---------- SELECTED EXTRACT

Those “agency fee” payments were the centerpiece of the Supreme Court’s ruling in Janus v. American Federation of State, County and Municipal Employees. The court held that unions can no longer collect those fees from non-members…

Yet for some reason, SEIU Local 521 is still collecting agency fees from SCVTA employees. William Hough, for example, has worked at the SCVTA since 2005 but refrained from joining the union. Now he’s the lead plaintiff in a class action suit seeking to stop the union from collecting those fees without nonmembers’ consent. He also wants a refund of all agency fees previously collected.

--------------------

• INSTRUCTIONS FOR THE TASK:
Carry on the passage about the agency fee lawsuit against SEIU Local 521, starting right after its final sentence.

---------- MATERIAL SHOWN

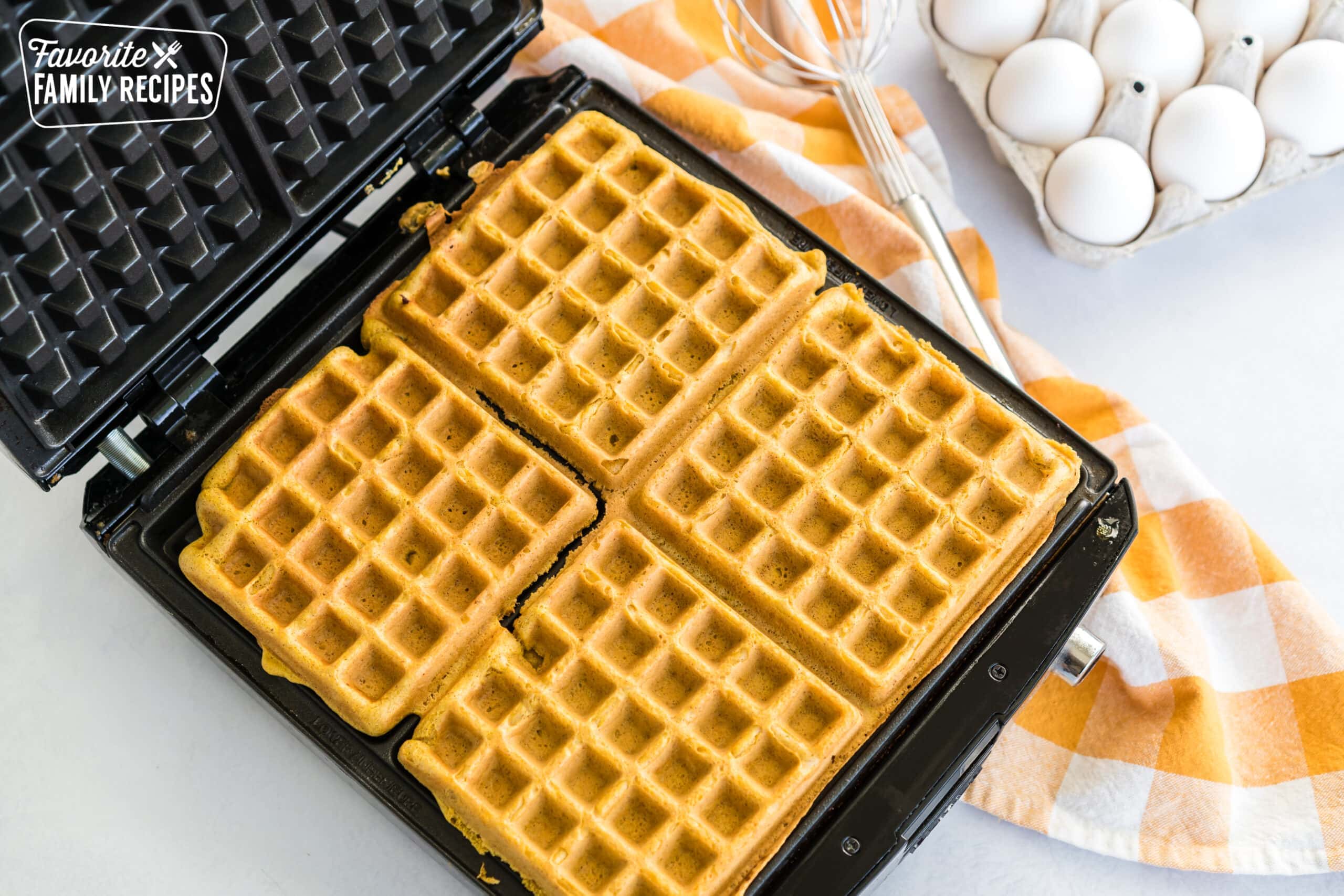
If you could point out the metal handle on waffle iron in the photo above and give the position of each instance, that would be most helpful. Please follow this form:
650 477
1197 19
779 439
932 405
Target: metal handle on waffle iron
878 143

--------------------

• WRITTEN REPLY:
Last month, Hough filed a class action lawsuit seeking the refund of those fees on behalf of up to 5,000 people. From the National Right to Work Legal Defense Foundation, which is representing Hough:

California’s law authorizes SEIU Local 521 and its affiliates to extract union fees from non-union members as a condition of employment. In the lawsuit, Hough claims that the applicable statute, and any other statute that authorizes Local 521 to collect forced union fees from public employees without their affirmative consent, violates the First Amendment. He asks the court to declare those laws unconstitutional.

The complaint requests that the court certify a class that includes all individuals who at any time within the applicable limitations period were forced to pay union fees to SEIU Local 521 and its affiliates without their affirmative consent and knowing waiver of their First Amendment rights.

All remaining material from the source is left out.